» **Excerpted data**
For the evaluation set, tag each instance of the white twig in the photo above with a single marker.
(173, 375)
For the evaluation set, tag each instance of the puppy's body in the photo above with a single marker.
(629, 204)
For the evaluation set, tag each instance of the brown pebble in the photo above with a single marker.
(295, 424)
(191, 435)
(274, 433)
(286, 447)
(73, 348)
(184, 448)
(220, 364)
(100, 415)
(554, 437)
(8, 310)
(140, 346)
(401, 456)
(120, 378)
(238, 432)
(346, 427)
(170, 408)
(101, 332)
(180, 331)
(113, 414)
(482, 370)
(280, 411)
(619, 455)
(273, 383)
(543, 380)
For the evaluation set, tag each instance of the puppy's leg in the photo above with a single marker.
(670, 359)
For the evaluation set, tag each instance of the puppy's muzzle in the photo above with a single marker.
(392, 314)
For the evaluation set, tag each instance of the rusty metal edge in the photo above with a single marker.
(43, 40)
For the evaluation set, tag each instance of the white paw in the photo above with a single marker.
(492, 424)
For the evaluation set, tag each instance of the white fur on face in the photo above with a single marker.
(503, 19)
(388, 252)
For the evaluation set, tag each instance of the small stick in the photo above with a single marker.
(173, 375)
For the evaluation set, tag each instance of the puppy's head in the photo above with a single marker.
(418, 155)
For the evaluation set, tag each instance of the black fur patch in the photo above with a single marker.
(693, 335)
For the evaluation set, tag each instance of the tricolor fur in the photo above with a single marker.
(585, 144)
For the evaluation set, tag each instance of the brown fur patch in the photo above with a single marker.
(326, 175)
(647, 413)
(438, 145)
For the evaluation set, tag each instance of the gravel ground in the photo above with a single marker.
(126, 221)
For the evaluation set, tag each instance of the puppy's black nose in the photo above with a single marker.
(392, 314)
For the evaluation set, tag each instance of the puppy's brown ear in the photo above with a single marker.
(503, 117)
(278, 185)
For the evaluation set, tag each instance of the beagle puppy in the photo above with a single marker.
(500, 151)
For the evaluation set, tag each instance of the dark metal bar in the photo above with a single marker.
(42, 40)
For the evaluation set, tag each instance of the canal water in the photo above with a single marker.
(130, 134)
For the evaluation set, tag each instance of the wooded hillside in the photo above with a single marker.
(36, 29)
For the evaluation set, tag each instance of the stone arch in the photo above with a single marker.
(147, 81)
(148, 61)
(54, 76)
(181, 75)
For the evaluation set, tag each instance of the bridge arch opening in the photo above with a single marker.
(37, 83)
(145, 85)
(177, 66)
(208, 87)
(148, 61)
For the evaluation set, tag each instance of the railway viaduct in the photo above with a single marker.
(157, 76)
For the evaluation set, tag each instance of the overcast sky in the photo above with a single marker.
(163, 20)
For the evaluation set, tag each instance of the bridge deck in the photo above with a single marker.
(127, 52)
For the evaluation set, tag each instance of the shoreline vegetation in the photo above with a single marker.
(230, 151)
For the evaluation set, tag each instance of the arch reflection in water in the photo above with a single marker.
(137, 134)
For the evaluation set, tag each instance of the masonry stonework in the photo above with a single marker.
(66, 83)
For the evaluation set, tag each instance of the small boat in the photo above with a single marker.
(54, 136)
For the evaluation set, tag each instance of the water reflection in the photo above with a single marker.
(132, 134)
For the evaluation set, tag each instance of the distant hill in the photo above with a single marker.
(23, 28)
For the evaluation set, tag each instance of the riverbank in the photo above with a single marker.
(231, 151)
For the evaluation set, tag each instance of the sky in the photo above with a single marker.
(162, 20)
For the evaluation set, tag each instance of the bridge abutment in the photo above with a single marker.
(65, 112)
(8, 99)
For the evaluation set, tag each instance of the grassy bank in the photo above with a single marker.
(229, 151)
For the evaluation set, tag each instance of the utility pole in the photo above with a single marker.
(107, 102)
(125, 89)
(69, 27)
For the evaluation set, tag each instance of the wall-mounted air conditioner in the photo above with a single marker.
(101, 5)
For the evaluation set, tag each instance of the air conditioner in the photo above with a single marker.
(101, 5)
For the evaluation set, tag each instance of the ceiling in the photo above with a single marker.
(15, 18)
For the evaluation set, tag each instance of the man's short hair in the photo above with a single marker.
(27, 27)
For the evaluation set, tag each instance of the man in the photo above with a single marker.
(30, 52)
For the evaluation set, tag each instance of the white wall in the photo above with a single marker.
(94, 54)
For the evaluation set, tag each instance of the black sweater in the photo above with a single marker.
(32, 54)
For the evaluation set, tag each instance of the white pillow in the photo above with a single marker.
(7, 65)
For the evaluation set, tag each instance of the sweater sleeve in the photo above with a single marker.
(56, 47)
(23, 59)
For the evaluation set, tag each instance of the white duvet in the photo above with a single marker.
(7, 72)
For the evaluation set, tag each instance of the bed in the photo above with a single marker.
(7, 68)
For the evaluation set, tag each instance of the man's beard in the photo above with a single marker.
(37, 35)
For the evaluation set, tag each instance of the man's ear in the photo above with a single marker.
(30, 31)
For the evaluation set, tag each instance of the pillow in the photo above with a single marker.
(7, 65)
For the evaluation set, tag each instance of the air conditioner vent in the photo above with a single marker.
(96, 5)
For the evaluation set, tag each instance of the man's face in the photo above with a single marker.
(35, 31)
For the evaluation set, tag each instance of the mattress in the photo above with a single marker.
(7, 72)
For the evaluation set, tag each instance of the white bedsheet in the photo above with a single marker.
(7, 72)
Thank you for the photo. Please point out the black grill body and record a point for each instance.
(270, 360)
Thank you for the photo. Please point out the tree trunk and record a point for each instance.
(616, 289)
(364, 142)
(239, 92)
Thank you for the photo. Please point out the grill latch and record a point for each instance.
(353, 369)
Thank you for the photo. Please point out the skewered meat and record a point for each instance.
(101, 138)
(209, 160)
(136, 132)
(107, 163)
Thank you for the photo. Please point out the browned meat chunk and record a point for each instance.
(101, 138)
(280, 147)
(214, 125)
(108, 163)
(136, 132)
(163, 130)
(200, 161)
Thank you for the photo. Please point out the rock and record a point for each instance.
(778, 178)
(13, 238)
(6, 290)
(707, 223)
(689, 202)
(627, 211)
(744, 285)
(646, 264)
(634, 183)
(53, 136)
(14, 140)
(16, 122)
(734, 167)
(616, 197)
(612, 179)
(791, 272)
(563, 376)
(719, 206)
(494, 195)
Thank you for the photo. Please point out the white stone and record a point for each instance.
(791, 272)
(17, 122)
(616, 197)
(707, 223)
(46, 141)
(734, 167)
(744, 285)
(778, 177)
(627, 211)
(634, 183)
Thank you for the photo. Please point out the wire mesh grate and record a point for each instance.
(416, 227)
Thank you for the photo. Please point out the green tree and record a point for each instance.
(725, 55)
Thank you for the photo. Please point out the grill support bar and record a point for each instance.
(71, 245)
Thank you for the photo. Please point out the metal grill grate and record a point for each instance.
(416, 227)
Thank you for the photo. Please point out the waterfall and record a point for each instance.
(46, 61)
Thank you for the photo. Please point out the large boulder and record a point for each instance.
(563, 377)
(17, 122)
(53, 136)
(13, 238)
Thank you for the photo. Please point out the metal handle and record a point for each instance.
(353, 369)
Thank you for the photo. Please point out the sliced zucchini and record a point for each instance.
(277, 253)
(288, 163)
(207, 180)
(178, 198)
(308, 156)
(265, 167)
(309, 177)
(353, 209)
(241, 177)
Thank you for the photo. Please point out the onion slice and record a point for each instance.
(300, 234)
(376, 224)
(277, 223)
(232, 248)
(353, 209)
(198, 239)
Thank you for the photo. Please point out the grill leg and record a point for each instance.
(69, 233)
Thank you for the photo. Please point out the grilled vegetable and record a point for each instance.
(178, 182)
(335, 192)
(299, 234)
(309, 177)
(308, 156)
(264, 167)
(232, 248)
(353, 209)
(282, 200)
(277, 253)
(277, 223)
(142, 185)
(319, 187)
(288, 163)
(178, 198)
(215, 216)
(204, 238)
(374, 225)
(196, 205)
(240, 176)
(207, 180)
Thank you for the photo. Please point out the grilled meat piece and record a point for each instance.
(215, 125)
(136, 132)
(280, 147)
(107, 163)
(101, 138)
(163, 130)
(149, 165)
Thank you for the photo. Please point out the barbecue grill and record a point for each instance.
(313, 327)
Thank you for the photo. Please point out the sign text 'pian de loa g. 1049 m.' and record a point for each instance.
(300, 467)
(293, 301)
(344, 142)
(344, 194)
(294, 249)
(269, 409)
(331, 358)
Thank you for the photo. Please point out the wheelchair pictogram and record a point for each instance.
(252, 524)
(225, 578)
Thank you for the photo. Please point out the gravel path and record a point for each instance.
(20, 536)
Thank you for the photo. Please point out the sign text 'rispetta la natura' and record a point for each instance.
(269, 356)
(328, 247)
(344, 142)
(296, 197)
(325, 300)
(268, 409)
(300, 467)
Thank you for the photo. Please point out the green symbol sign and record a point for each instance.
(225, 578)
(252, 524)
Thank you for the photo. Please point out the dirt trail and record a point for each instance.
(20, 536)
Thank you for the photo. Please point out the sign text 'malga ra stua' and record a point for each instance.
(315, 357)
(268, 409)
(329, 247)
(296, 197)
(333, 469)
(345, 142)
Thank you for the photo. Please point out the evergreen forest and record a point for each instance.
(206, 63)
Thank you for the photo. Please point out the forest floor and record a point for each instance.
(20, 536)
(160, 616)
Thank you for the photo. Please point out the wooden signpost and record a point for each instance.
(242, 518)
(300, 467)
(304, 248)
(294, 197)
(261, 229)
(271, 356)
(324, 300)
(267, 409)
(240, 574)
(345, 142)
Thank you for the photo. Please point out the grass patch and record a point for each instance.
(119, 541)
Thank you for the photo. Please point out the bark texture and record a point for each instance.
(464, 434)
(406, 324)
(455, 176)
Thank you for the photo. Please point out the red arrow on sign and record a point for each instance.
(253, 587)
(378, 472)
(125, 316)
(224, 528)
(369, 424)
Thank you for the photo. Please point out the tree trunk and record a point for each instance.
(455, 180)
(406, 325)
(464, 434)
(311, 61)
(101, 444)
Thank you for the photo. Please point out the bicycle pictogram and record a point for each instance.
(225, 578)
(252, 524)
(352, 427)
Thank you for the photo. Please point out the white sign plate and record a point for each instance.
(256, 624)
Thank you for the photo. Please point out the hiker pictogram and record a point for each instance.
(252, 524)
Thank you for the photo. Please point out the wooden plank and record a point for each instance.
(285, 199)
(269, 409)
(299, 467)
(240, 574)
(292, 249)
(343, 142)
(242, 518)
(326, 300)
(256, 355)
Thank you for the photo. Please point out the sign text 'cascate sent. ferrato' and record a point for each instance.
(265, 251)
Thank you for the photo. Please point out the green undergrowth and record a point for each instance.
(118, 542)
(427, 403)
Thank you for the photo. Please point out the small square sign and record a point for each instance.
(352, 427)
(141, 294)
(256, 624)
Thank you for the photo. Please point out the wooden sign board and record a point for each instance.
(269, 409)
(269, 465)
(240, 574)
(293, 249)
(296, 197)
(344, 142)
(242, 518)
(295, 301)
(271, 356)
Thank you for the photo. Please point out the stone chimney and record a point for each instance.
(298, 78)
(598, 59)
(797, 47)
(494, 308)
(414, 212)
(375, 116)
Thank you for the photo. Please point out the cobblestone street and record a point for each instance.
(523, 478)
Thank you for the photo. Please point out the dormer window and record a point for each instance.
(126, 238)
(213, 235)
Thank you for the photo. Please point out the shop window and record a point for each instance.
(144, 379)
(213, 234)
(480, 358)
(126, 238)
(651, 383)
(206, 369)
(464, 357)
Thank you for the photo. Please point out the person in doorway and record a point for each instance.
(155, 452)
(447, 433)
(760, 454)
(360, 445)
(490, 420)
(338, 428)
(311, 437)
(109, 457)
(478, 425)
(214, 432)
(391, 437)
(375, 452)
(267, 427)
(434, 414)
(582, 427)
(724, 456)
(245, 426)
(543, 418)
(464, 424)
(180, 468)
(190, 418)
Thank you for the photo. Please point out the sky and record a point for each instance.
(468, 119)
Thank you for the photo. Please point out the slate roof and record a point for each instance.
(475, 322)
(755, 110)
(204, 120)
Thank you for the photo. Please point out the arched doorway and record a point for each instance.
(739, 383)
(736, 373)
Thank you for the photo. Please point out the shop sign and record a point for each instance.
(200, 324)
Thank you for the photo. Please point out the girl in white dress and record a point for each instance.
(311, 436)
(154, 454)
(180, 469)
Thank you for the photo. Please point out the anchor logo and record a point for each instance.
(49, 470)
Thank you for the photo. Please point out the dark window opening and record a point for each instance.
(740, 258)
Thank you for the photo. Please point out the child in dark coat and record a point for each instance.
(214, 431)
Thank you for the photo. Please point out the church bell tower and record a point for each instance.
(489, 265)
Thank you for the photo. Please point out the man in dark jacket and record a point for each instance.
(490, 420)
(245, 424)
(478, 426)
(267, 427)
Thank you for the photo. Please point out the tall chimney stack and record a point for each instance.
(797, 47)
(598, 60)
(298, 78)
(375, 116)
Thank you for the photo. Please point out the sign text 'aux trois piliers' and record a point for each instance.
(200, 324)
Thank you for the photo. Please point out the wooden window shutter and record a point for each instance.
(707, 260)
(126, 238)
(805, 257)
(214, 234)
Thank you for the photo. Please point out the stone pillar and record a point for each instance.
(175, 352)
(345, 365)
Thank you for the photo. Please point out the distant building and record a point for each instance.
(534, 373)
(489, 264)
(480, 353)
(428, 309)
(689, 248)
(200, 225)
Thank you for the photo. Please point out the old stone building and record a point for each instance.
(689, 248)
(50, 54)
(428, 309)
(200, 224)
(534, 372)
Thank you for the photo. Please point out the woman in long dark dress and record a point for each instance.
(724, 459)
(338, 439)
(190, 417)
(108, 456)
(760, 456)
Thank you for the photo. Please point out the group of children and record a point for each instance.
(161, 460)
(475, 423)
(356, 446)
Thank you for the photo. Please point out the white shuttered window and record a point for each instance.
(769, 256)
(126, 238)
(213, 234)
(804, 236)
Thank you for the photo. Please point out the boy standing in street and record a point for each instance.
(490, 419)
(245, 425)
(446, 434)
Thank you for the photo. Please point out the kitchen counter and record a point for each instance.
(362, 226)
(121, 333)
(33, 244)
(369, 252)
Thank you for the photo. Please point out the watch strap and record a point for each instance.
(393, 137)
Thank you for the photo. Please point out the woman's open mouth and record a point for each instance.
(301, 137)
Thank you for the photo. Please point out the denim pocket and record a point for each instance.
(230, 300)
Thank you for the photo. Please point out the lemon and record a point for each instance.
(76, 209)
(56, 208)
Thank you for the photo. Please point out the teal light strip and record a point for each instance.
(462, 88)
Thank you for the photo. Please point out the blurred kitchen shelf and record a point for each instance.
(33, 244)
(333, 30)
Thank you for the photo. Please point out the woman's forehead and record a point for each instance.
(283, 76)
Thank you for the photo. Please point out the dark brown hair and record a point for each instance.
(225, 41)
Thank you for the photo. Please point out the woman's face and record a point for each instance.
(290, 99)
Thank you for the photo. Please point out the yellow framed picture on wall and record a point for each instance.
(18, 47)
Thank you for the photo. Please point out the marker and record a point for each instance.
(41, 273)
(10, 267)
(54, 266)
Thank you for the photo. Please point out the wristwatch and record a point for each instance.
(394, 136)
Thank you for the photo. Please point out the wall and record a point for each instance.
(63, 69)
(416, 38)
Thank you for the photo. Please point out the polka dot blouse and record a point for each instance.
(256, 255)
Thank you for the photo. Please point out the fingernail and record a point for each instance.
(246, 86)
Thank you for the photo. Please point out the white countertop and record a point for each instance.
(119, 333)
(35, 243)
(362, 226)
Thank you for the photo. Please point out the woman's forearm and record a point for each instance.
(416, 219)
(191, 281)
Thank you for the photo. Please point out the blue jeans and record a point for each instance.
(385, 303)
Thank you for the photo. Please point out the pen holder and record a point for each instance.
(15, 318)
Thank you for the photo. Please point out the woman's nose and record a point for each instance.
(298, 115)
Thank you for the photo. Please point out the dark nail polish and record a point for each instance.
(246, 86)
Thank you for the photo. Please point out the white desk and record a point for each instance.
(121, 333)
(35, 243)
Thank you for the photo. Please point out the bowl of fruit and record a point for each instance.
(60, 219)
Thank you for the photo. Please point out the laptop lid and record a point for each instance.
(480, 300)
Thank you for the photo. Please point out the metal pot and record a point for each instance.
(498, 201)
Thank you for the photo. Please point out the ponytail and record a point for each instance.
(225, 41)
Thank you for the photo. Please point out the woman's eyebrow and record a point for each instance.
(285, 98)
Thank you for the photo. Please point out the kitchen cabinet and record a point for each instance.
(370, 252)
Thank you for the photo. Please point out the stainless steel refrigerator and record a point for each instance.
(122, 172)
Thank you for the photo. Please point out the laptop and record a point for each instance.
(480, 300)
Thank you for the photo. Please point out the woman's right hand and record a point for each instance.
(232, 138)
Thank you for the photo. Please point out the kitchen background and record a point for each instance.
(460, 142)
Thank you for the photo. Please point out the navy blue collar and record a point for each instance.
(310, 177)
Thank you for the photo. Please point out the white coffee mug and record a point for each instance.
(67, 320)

» **Problem to work on**
Repeat exactly the lines above from the line that contains "Thank you for the photo. Please point out the stainless" through the end. Include both of these ends; leave out everything else.

» **The response**
Thank you for the photo. Please point out the stainless steel refrigerator and record a point for each instance.
(122, 172)
Thank you for the photo. Please point out the laptop and record a point for each instance.
(480, 300)
Thank you for the photo. Please point out the woman's right hand and record a point for each instance.
(232, 138)
Thank you for the photo. Please point out the kitchen background and record a point for each instance.
(460, 142)
Thank you for the photo. Please point out the navy blue collar and record a point for each instance.
(310, 177)
Thank you for the photo. Please point out the white coffee mug and record a point for each instance.
(67, 320)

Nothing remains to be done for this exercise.